### Activity
Exactly and only the lines from the one with "the ribbed cactus" through the end of the listing are to be transcribed, both ends included.

+++ Data to process

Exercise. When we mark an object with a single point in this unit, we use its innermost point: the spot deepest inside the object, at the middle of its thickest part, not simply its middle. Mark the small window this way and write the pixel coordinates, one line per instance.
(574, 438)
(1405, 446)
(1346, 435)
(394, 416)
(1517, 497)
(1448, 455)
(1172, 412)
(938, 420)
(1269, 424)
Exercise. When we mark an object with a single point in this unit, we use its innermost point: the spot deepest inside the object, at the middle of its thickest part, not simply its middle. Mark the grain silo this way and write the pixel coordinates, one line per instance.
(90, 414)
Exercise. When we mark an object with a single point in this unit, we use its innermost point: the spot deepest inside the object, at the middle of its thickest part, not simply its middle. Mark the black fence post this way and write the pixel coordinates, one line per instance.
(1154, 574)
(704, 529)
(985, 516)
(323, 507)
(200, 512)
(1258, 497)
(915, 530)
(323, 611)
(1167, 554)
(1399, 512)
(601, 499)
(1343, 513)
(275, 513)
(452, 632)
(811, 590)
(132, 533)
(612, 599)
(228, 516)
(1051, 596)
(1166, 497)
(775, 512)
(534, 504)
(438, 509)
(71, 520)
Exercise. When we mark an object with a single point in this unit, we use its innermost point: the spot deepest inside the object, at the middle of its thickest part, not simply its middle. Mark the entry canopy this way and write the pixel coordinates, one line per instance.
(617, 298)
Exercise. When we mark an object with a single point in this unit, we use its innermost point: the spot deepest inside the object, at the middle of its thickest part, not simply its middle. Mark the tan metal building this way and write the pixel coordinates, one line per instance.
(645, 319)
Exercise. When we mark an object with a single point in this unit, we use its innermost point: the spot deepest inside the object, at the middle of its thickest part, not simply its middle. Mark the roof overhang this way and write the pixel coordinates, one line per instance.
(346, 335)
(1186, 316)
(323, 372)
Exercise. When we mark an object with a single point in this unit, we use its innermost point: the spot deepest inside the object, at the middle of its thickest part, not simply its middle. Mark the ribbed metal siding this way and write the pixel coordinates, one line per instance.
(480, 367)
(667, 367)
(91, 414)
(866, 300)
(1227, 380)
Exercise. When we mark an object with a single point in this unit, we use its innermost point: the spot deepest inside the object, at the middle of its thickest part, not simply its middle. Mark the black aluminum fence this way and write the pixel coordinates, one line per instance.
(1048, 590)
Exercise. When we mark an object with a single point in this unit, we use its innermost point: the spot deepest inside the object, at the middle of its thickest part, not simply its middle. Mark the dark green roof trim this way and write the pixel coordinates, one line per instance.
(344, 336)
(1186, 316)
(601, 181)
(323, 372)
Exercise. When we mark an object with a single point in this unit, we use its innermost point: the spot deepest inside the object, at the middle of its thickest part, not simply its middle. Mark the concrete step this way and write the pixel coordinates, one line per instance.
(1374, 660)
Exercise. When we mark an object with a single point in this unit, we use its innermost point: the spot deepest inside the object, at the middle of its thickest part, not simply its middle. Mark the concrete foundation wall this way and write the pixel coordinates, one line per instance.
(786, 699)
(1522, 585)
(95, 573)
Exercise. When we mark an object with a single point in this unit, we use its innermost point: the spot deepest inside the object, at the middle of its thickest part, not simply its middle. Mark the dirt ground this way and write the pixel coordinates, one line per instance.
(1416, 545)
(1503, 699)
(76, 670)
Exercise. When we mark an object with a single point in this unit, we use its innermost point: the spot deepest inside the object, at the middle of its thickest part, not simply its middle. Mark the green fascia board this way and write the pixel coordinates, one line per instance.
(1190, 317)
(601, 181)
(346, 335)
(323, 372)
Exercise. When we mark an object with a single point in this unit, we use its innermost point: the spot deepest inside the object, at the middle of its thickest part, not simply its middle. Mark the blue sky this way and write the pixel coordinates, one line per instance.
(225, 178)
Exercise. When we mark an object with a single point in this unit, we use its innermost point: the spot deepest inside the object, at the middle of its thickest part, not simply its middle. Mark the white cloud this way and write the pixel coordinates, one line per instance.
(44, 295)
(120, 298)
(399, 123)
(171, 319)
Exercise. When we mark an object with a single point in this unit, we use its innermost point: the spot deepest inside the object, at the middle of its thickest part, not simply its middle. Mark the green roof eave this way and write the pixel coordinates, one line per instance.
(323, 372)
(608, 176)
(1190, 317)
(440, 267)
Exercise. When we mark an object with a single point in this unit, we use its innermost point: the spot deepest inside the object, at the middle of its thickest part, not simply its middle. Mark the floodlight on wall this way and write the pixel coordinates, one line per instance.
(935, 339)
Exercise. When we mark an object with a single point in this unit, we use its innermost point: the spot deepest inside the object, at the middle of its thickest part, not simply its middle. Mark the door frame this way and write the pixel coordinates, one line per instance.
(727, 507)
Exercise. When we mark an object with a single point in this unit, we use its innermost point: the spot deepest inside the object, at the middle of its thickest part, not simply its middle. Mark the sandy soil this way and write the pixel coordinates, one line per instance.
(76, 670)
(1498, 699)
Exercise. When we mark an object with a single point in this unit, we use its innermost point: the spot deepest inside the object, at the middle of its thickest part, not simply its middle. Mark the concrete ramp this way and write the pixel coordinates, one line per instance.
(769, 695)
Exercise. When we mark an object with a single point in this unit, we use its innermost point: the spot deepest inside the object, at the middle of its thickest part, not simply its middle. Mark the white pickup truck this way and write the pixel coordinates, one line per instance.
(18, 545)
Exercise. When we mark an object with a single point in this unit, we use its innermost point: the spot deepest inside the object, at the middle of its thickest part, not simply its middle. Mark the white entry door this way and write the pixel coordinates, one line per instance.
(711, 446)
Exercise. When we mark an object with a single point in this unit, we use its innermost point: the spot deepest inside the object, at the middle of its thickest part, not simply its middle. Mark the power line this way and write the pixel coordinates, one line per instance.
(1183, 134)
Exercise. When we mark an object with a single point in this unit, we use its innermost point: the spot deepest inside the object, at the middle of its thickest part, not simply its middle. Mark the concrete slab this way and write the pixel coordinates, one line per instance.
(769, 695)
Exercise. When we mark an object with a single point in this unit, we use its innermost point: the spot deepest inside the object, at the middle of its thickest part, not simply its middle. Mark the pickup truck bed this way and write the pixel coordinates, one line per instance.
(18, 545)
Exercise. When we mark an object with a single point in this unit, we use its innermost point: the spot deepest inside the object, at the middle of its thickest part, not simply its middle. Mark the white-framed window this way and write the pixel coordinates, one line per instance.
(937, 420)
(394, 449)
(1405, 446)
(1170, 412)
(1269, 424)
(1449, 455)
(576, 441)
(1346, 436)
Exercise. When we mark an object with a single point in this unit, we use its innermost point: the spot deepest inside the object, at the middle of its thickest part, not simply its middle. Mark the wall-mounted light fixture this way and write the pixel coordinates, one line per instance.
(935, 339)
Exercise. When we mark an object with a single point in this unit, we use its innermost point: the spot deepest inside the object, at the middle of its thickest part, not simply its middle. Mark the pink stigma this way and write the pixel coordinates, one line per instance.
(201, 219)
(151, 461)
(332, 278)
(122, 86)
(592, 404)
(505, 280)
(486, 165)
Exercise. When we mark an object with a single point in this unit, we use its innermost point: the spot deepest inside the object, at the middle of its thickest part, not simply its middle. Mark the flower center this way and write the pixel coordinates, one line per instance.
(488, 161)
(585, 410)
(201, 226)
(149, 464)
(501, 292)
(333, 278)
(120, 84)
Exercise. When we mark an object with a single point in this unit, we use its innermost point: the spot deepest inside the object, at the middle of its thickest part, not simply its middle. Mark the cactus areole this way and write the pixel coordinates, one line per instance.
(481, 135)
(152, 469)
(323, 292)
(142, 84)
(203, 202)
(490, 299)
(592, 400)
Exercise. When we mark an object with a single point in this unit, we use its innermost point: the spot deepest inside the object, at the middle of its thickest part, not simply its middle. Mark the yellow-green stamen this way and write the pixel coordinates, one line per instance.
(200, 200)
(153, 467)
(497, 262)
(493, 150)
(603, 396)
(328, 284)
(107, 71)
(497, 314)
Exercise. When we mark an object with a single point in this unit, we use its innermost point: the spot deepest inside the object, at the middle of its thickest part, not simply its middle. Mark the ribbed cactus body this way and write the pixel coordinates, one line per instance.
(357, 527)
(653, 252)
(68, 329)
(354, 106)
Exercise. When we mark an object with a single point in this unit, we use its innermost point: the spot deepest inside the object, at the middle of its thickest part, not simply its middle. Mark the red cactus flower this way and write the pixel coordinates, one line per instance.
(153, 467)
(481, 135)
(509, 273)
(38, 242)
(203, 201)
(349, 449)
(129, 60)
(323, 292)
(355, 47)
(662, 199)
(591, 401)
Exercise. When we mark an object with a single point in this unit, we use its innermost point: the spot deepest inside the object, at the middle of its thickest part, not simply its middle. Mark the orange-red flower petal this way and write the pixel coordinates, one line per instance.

++++++

### Problem solution
Exercise. When we mark an object with a single point in this unit, we use its innermost point: the spot deepest inside the object, at the middle of its thickest part, not simply its middle. Mark the ribbed cactus body this way and write the pixel coordinates, one line per instance.
(357, 527)
(653, 252)
(68, 329)
(354, 106)
Exercise. When we mark an object with a single point in this unit, we use its innermost point: the spot deepest inside the object, at the middle of its thickest part, not simply its middle. Mark the red cactus flower this way and write the pixel coordinates, one line per instance.
(153, 467)
(481, 135)
(509, 273)
(38, 242)
(203, 201)
(349, 449)
(129, 60)
(323, 292)
(355, 47)
(662, 199)
(591, 401)
Exercise. When we mark an object with a single point in this unit, we use its innermost point: the spot deepest inside the object, at the middle of its thickest part, not simply its middle. Mark the orange-red flower petal this way and write the pixel coordinates, one line per instance.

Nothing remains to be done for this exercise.